• **Exercise requirements**
The records that follow are to be repeated without alteration.

(Stored data)

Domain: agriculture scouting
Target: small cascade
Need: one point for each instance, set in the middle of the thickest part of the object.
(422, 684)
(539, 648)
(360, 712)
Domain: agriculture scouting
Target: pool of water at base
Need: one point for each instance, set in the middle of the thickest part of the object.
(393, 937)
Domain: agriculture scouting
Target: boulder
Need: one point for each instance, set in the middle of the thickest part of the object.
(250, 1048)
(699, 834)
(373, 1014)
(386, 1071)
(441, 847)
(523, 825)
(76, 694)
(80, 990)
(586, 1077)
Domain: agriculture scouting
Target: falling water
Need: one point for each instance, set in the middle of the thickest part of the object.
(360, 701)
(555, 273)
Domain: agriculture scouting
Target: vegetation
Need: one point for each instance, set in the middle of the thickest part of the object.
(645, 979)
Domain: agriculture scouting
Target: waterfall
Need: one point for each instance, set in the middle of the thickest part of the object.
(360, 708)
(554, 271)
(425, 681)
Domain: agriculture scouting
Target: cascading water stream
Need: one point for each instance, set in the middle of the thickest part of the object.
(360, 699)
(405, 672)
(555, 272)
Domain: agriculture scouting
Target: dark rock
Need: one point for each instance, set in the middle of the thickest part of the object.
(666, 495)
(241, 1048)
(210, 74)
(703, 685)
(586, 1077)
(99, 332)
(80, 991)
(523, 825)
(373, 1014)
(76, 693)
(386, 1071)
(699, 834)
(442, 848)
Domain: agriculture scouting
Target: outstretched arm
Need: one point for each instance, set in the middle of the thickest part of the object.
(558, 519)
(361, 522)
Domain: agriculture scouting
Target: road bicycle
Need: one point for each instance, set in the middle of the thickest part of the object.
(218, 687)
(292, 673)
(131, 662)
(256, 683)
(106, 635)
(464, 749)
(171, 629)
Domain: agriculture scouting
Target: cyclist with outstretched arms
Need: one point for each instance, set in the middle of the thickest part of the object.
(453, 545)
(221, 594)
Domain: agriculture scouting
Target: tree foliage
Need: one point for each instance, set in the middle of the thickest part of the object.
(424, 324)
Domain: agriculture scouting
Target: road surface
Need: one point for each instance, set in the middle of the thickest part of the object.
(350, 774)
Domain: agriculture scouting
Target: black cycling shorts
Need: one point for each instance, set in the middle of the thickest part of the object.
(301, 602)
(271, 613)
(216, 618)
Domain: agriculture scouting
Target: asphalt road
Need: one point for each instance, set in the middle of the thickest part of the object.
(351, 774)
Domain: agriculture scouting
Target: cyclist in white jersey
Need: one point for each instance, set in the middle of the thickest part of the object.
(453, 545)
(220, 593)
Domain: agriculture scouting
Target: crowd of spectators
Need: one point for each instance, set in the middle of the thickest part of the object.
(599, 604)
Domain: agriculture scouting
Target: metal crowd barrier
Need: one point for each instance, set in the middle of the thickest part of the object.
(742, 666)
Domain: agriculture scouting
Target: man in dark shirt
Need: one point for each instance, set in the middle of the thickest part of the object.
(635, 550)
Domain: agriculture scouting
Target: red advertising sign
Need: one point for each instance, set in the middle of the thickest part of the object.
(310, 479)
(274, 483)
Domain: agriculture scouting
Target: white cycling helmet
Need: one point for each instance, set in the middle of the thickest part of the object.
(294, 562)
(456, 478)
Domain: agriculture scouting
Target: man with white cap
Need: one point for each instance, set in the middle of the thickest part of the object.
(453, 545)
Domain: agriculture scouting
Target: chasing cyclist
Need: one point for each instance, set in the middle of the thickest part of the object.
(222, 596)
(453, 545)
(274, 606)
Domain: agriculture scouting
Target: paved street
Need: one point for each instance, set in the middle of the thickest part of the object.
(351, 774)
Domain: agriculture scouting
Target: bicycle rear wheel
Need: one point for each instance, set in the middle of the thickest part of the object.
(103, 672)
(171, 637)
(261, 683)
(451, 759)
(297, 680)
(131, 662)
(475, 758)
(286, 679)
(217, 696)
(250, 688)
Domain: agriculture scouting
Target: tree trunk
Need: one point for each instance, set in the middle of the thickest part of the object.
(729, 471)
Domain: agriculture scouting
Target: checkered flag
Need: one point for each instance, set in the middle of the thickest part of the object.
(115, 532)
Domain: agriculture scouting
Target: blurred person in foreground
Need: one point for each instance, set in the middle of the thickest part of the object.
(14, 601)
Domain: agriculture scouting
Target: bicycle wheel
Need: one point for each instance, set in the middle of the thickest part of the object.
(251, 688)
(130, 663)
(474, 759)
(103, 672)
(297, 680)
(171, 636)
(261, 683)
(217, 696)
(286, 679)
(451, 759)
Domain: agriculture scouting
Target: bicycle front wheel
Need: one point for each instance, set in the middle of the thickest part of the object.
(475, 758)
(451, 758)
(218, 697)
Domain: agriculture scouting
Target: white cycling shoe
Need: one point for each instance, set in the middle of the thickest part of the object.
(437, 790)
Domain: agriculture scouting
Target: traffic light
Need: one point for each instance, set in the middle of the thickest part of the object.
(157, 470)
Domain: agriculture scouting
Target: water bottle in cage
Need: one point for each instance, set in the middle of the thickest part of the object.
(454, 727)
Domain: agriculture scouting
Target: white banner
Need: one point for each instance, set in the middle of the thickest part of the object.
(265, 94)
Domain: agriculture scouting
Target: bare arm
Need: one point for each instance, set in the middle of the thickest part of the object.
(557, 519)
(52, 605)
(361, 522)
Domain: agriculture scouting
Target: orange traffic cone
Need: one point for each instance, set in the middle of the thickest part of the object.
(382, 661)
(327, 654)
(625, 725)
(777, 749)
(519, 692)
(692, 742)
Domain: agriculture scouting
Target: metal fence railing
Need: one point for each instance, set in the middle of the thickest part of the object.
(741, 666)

• **Answer to the problem**
Domain: agriculture scouting
Target: small cascade
Need: one point for each instance, set in the middle of the thickest part of the object.
(422, 684)
(539, 648)
(360, 712)
Domain: agriculture scouting
Target: pool of water at base
Need: one point for each instance, set in the middle of the thickest part of the object.
(393, 937)
Domain: agriculture scouting
Target: boulder
Need: one point for each instance, set in the middle of the thickest part of the object.
(250, 1048)
(699, 834)
(373, 1014)
(386, 1071)
(441, 847)
(523, 825)
(76, 694)
(80, 990)
(586, 1077)
Domain: agriculture scouting
Target: falling water
Need: one point for each instance, set in the middle of the thickest part of the object.
(360, 701)
(555, 273)
Domain: agriculture scouting
Target: vegetation
Need: one point for each instance, set in the middle of the thickest part of the object.
(645, 979)
Domain: agriculture scouting
Target: waterfall
Need: one point for each instance, set in the middle of the thickest part of the object.
(360, 708)
(554, 271)
(425, 681)
Domain: agriculture scouting
Target: cascading water stream
Need: one point for each instance, set in the middle of the thickest part of the object.
(360, 699)
(405, 672)
(555, 272)
Domain: agriculture scouting
Target: dark rock
Need: one point for each instance, set in the middle of the thickest part of the object.
(666, 495)
(241, 1048)
(210, 74)
(703, 685)
(586, 1077)
(99, 332)
(80, 991)
(523, 825)
(373, 1014)
(76, 693)
(386, 1071)
(699, 834)
(442, 848)
Domain: agriculture scouting
Target: outstretched arm
Need: one point for each instance, set in the middle of the thickest part of the object.
(558, 519)
(361, 522)
Domain: agriculture scouting
Target: road bicycle
Need: one point for each instance, set in the middle of the thickest part of the object.
(218, 687)
(292, 673)
(131, 662)
(256, 683)
(106, 635)
(464, 749)
(171, 629)
Domain: agriculture scouting
Target: cyclist with outstretched arms
Need: one point for each instance, set in the middle of the thickest part of the object.
(453, 545)
(221, 594)
Domain: agriculture scouting
Target: tree foliage
Need: one point for each instance, set in the middle of the thickest part of the object.
(424, 324)
Domain: agriculture scouting
Target: road surface
Need: one point for each instance, set in the middle of the thickest part of the object.
(350, 774)
Domain: agriculture scouting
Target: black cycling shorts
Need: one point for each instance, set in the middle of the thickest part of the object.
(301, 602)
(271, 613)
(216, 618)
Domain: agriculture scouting
Target: asphalt road
Need: one point for each instance, set in the middle of the thickest part of the object.
(351, 774)
Domain: agriculture scouting
Target: cyclist in white jersey
Need: one point for each instance, set in the middle of the thickest part of the object.
(453, 545)
(220, 593)
Domain: agriculture scouting
Target: crowd of spectators
Need: one point for each instance, set in the middle of the thickest part of the object.
(599, 604)
Domain: agriculture scouting
Target: metal crowd barrier
Need: one point for each instance, set in the middle of the thickest part of the object.
(742, 666)
Domain: agriculture scouting
Target: man in dark shirt
Need: one point for each instance, set in the middle of the thickest part of the object.
(635, 550)
Domain: agriculture scouting
Target: red advertising sign
Need: one point for each instance, set in the middle of the thickest part of the object.
(310, 479)
(274, 483)
Domain: agriculture scouting
Target: white cycling helmet
Need: one point for each instance, set in the middle of the thickest part of the object.
(294, 562)
(456, 478)
Domain: agriculture scouting
Target: man with white cap
Need: one point for each instance, set in the middle of the thickest part of the object.
(453, 545)
Domain: agriculture scouting
Target: chasing cyclist
Need: one point for each instance, set in the middle of the thickest part of the object.
(222, 596)
(453, 545)
(274, 606)
Domain: agriculture scouting
Target: paved street
Need: one point for each instance, set in the middle of the thickest part of the object.
(351, 774)
Domain: agriculture scouting
Target: bicycle rear wheel
Need: one point for each instance, set in the middle of the thickest part of the object.
(103, 672)
(171, 637)
(261, 683)
(451, 759)
(297, 680)
(131, 662)
(475, 758)
(286, 679)
(217, 696)
(250, 688)
Domain: agriculture scouting
Target: tree trunk
Need: one point for each instance, set in the middle of the thickest part of the object.
(729, 471)
Domain: agriculture scouting
Target: checkered flag
Need: one point for each instance, set in the middle of the thickest part of the object.
(115, 532)
Domain: agriculture scouting
Target: blurred person in foreground
Need: one point for each instance, set in the middle of the thickest part of the object.
(14, 601)
Domain: agriculture scouting
Target: bicycle wheel
Need: one point for each instance, set in the middle of the thickest part of the object.
(251, 688)
(130, 663)
(474, 759)
(103, 672)
(297, 680)
(171, 636)
(261, 683)
(217, 696)
(286, 679)
(451, 759)
Domain: agriculture scouting
Target: bicycle front wheel
Need: one point for each instance, set in the middle of the thickest part of the object.
(475, 758)
(451, 758)
(218, 697)
Domain: agriculture scouting
Target: white cycling shoe
Need: one point for each instance, set in the middle of the thickest part of the object.
(437, 790)
Domain: agriculture scouting
Target: traffic light
Need: one point for each instance, set in the middle of the thickest part of the object.
(157, 470)
Domain: agriculture scouting
Target: water bottle in cage
Need: one point for each instance, set in the middle of the thickest part of the object.
(454, 727)
Domain: agriculture scouting
Target: white banner
Need: one point for each instance, set in the middle of the thickest part of the object.
(265, 94)
Domain: agriculture scouting
Target: bare arm
Need: one point for each instance, set in the middle of the thickest part of the object.
(557, 519)
(52, 605)
(361, 522)
Domain: agriculture scouting
Target: orange traffic cone
Need: one point for each instance, set in the middle of the thickest part of the object.
(382, 661)
(327, 654)
(625, 725)
(777, 749)
(519, 692)
(692, 742)
Domain: agriculture scouting
Target: metal fence railing
Need: one point for each instance, set in the middle of the thickest part of the object.
(741, 666)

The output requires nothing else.